◆ **Your objective**
Using the listing that follows, filter out every line lacking the string "umbrella" and return the rest.

Records to use Block Start

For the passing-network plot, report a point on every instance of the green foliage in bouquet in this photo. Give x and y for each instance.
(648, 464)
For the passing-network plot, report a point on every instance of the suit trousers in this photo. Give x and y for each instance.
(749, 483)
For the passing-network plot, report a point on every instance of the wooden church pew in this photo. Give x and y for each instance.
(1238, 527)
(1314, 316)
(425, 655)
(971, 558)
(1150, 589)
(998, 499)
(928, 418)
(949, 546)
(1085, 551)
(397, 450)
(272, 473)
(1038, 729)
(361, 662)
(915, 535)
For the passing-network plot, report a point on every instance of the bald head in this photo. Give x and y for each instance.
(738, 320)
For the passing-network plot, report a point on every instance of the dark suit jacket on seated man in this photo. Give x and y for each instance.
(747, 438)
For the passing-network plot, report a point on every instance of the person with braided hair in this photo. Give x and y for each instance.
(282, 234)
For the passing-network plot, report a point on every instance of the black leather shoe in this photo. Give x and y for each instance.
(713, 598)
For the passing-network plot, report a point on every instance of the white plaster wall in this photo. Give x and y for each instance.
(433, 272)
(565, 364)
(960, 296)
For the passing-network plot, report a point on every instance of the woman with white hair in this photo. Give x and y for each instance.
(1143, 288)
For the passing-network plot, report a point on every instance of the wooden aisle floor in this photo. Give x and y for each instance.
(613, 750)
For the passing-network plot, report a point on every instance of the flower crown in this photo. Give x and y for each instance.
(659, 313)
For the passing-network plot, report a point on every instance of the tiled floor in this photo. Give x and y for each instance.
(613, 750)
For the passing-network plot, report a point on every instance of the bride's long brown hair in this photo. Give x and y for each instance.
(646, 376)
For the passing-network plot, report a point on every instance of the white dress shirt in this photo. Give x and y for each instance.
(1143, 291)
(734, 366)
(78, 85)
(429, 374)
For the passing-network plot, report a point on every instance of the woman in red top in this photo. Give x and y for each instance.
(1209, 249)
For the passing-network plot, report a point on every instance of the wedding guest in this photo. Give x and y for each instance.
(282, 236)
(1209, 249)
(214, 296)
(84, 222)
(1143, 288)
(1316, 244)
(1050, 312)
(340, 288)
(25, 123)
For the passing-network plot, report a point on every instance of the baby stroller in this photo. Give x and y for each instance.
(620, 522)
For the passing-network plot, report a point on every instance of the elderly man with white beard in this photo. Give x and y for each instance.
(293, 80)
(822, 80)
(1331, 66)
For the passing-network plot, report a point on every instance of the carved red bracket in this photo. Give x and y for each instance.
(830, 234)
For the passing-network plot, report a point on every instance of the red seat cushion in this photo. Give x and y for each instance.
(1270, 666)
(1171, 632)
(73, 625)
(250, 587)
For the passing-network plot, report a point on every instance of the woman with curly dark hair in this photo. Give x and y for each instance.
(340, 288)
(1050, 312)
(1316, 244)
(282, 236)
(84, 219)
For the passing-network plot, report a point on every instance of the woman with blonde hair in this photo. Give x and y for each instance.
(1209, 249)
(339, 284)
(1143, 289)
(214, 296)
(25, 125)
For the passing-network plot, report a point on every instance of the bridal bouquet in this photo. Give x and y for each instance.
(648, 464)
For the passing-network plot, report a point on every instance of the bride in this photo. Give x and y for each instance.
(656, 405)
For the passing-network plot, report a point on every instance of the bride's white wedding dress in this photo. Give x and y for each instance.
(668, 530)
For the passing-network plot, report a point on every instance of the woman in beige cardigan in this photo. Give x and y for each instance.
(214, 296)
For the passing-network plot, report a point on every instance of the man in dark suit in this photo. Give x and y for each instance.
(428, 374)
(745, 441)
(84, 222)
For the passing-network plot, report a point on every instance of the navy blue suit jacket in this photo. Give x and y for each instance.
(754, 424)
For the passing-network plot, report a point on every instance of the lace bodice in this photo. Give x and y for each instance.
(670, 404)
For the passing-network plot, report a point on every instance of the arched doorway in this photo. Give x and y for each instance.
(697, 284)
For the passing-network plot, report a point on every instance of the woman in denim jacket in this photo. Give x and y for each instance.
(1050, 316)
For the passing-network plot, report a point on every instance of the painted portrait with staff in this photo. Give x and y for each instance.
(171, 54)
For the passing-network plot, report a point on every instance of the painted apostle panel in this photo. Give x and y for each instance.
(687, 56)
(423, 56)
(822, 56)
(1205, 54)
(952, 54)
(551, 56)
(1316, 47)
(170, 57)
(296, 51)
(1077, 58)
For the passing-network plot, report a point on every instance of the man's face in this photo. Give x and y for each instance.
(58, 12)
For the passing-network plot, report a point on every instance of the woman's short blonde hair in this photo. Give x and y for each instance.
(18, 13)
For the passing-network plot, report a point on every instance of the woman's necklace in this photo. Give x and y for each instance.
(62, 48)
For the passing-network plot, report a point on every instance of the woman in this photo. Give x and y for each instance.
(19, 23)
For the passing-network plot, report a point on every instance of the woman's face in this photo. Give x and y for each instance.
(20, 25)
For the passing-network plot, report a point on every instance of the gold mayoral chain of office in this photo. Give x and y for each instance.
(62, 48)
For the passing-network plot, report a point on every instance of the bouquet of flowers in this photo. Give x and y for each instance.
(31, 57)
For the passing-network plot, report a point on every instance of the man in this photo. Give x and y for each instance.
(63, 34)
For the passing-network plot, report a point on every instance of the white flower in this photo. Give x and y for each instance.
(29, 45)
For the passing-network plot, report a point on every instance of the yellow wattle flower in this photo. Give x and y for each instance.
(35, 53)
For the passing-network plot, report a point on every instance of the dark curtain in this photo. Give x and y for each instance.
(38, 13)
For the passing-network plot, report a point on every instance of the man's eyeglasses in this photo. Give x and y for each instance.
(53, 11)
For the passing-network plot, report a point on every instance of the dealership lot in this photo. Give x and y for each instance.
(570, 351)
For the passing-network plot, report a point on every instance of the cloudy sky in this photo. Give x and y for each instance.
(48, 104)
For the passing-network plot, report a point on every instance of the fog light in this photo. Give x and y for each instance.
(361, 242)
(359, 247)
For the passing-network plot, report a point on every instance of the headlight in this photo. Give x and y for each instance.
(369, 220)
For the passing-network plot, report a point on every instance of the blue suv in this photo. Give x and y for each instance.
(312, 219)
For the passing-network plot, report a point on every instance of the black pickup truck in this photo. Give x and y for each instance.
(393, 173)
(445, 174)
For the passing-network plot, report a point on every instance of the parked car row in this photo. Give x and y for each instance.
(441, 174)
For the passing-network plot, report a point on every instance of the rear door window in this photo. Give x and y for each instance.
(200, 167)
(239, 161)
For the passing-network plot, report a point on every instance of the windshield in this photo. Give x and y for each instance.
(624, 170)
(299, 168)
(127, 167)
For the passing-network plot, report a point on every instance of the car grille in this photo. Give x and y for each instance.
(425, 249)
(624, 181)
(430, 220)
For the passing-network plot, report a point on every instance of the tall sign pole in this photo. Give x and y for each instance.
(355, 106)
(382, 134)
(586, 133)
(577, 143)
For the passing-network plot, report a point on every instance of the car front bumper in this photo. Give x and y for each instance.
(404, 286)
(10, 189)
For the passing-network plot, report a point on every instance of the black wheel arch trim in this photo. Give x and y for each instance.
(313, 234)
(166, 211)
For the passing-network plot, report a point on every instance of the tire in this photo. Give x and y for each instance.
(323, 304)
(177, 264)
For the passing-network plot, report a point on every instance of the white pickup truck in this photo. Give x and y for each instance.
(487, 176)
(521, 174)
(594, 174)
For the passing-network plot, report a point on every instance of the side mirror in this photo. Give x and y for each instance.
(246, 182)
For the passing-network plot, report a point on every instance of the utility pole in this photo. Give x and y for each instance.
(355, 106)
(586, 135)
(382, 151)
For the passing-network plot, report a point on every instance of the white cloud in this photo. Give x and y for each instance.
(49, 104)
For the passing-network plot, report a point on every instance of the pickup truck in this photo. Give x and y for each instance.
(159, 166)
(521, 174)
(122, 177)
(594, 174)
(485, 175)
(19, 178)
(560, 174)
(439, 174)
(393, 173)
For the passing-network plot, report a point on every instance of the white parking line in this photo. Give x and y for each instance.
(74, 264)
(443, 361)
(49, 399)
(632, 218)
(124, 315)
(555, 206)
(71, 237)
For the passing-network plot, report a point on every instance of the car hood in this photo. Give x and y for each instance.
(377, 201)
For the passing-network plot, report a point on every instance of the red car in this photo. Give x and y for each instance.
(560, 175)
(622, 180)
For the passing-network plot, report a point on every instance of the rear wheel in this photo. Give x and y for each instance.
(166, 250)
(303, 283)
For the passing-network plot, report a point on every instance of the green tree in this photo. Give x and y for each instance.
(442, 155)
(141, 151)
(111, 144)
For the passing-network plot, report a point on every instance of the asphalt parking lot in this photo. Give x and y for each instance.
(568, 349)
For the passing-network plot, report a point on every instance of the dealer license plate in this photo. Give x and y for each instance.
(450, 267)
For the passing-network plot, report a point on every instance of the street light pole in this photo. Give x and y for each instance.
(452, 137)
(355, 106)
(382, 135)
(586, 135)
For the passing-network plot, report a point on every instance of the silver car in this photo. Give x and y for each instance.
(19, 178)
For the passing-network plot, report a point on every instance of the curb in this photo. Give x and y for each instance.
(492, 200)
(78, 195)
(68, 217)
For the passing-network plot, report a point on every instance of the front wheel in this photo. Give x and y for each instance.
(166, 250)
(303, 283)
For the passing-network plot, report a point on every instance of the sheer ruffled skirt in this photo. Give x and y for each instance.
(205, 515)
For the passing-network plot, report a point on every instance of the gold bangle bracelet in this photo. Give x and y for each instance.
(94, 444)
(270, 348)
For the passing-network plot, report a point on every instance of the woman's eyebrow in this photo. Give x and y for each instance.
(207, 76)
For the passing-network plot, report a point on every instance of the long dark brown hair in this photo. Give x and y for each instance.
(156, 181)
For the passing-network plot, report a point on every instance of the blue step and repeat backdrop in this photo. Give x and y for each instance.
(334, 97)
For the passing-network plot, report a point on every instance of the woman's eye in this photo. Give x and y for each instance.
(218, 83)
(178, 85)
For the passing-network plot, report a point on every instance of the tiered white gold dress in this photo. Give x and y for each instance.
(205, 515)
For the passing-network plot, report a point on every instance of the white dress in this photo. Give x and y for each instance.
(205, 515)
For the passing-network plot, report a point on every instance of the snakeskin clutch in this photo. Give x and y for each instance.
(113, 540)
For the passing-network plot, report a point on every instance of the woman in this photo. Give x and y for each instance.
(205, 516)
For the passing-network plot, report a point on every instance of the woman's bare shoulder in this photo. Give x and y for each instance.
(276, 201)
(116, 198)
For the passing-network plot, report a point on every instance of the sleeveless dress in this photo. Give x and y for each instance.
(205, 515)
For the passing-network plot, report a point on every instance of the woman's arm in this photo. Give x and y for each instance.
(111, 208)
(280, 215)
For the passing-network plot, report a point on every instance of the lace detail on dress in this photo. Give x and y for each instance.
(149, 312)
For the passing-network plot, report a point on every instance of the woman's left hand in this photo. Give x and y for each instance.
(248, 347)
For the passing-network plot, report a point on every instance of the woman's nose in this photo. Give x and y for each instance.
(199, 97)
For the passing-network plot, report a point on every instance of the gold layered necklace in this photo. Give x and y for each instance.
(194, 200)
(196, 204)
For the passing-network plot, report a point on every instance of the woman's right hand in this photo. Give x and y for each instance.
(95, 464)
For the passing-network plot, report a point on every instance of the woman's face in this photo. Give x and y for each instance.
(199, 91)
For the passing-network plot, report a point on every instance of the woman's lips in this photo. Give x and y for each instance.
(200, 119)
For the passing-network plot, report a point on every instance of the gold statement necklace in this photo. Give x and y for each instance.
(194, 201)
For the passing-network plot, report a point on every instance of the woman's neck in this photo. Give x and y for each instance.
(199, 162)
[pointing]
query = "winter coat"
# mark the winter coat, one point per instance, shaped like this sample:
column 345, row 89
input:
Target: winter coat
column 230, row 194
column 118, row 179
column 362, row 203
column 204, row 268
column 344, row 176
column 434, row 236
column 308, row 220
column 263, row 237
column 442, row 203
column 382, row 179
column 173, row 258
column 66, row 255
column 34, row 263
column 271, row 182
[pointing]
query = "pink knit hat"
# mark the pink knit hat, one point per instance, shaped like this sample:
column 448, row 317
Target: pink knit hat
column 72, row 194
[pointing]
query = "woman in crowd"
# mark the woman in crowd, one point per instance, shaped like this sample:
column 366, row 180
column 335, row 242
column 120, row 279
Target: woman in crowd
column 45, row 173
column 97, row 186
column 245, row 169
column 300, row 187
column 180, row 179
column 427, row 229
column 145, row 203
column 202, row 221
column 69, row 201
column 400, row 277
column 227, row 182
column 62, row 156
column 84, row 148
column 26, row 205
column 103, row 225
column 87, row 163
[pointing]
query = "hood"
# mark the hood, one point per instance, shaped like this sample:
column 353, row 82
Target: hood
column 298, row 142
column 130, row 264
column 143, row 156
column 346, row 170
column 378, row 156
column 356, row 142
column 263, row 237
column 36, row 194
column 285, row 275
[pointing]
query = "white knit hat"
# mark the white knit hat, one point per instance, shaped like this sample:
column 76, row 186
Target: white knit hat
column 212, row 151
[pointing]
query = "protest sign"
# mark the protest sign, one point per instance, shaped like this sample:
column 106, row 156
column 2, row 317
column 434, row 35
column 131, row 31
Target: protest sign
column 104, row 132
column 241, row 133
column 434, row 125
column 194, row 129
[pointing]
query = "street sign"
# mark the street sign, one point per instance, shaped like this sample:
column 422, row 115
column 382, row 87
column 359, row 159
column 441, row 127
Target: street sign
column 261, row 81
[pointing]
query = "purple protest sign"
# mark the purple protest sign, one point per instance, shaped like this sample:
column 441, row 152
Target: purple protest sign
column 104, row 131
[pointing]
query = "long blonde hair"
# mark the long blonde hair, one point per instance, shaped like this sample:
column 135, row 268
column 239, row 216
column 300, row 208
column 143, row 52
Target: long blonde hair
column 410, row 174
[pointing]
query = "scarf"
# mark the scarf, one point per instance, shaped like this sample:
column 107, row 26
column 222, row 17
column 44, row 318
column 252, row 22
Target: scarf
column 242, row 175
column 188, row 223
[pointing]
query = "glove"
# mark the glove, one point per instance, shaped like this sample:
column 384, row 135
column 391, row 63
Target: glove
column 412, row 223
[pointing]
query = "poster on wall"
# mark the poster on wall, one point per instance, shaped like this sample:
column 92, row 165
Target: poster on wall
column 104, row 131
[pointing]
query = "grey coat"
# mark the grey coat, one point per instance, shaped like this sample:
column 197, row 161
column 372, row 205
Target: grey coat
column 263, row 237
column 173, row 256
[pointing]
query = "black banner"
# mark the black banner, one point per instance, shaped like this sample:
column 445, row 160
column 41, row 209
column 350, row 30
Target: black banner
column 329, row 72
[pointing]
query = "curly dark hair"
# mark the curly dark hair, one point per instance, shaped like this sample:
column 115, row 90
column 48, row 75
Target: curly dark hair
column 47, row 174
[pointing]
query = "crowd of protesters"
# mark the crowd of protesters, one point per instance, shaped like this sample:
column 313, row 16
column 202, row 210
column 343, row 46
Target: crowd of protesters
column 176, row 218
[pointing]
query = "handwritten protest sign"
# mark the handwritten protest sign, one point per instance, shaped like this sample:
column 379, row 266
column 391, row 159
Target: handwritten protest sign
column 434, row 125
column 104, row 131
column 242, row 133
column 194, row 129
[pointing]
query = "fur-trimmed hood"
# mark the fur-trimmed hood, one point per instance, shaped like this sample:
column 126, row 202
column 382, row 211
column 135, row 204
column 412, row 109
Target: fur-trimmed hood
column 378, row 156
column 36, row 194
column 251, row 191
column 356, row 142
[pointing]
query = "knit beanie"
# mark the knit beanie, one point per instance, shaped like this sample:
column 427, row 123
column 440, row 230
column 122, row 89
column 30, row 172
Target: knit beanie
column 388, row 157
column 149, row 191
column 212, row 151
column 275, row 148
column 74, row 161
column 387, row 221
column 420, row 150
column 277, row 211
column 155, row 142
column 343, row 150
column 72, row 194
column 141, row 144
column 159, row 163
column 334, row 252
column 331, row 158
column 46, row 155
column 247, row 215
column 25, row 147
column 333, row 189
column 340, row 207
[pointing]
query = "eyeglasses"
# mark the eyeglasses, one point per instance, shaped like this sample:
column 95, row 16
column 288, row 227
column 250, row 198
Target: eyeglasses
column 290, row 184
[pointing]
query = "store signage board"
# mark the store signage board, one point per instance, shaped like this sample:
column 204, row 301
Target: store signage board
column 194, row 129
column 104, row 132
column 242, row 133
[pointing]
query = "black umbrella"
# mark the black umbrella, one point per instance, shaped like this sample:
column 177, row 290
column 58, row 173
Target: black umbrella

Records to use Block End

◆ **Answer space**
query = "black umbrella"
# mark the black umbrella, one point per instance, shaped like this sample:
Target: black umbrella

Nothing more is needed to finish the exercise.